··· Extracted data

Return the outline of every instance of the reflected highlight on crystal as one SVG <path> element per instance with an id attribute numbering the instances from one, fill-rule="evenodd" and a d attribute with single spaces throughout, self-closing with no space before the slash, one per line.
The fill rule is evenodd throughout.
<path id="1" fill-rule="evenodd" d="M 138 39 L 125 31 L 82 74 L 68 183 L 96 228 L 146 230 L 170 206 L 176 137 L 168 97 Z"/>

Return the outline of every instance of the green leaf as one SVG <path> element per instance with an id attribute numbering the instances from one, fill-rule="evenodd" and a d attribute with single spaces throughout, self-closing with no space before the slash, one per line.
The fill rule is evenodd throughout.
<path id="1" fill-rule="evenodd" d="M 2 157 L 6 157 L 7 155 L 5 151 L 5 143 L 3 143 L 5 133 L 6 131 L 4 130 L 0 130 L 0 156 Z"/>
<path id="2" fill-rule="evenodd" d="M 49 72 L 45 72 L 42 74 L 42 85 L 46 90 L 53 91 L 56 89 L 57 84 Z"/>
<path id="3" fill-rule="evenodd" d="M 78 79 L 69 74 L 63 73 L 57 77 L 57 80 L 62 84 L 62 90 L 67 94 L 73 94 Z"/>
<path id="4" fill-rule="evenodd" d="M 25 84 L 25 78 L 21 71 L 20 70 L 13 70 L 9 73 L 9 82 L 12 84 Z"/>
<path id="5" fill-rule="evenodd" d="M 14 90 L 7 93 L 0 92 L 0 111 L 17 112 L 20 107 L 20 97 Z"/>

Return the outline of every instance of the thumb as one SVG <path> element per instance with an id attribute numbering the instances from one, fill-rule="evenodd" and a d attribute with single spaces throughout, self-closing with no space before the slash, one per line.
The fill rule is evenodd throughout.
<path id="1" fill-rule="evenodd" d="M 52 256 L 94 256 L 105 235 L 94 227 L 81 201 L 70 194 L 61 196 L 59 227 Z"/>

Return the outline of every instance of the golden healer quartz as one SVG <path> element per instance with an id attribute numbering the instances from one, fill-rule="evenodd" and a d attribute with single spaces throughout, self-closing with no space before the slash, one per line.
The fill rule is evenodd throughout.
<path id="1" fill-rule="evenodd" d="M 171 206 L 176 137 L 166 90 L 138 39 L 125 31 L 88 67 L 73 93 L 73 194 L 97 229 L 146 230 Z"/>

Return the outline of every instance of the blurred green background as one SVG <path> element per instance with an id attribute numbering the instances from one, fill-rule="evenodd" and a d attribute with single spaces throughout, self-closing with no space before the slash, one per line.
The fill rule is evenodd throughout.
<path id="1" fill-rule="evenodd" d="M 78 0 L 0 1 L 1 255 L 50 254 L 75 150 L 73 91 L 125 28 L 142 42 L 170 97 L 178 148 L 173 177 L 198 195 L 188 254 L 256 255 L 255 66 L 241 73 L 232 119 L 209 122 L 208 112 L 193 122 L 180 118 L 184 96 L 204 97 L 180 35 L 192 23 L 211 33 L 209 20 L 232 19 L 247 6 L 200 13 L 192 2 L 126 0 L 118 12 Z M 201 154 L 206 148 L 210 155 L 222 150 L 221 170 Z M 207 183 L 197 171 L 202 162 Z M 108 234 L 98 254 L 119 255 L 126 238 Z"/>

······

Task description:
Rewrite the lines of every entry, swapping "one per line" for "each on its own line" and leaving everything else unchanged.

The reply:
Return the outline of every instance of the reflected highlight on crystal as one SVG <path> element per instance with an id attribute numbering the instances from one, fill-rule="evenodd" and a d attribute with single spaces throughout, self-closing with no space before the slash, each on its own line.
The fill rule is evenodd throughout.
<path id="1" fill-rule="evenodd" d="M 138 39 L 125 31 L 82 74 L 68 183 L 96 228 L 146 230 L 170 206 L 176 137 L 168 97 Z"/>

Return the outline of every instance of the green leaf as one SVG <path> element per instance with an id attribute numbering the instances from one, fill-rule="evenodd" and a d attribute with single spaces throughout, self-closing with no space before the slash, each on its own line.
The fill rule is evenodd throughout.
<path id="1" fill-rule="evenodd" d="M 2 157 L 6 157 L 7 155 L 5 151 L 5 143 L 3 143 L 5 133 L 6 131 L 4 130 L 0 130 L 0 156 Z"/>
<path id="2" fill-rule="evenodd" d="M 49 72 L 45 72 L 42 74 L 42 85 L 46 90 L 53 91 L 56 89 L 57 84 Z"/>
<path id="3" fill-rule="evenodd" d="M 78 79 L 69 74 L 63 73 L 57 77 L 57 80 L 62 84 L 62 90 L 67 94 L 73 94 Z"/>
<path id="4" fill-rule="evenodd" d="M 25 84 L 25 78 L 21 71 L 20 70 L 13 70 L 9 73 L 9 82 L 12 84 Z"/>
<path id="5" fill-rule="evenodd" d="M 14 90 L 7 93 L 0 92 L 0 111 L 17 112 L 20 107 L 20 97 Z"/>

Return the outline of every instance of the thumb as one SVG <path> element per instance with an id attribute numbering the instances from one, fill-rule="evenodd" and a d attribute with single spaces throughout, self-closing with no space before the slash, each on its own line.
The fill rule is evenodd throughout.
<path id="1" fill-rule="evenodd" d="M 52 256 L 94 256 L 105 235 L 94 227 L 81 201 L 70 194 L 61 196 L 59 227 Z"/>

Return the outline of every instance of the golden healer quartz as one SVG <path> element per instance with an id attribute numbering the instances from one, fill-rule="evenodd" and a d attribute with single spaces throughout, self-closing with no space before the slash, each on its own line.
The fill rule is evenodd throughout.
<path id="1" fill-rule="evenodd" d="M 171 206 L 176 137 L 166 90 L 138 39 L 125 31 L 88 67 L 73 93 L 73 194 L 97 229 L 146 230 Z"/>

Return the outline of every instance of the blurred green background as one SVG <path> element per instance with an id attribute numbering the instances from one, fill-rule="evenodd" and a d attribute with single spaces throughout, self-closing with no space before the slash, each on its own line.
The fill rule is evenodd throughout.
<path id="1" fill-rule="evenodd" d="M 78 0 L 0 1 L 1 255 L 50 254 L 75 150 L 73 91 L 125 28 L 142 42 L 170 97 L 178 148 L 173 177 L 198 195 L 188 254 L 256 255 L 255 66 L 241 73 L 232 119 L 209 122 L 208 112 L 193 122 L 180 118 L 184 96 L 204 97 L 180 35 L 192 23 L 211 33 L 209 20 L 232 19 L 247 6 L 200 13 L 192 2 L 126 0 L 118 12 Z M 201 154 L 206 148 L 210 155 L 222 150 L 221 170 Z M 207 183 L 197 171 L 202 162 Z M 108 234 L 98 254 L 119 255 L 126 238 Z"/>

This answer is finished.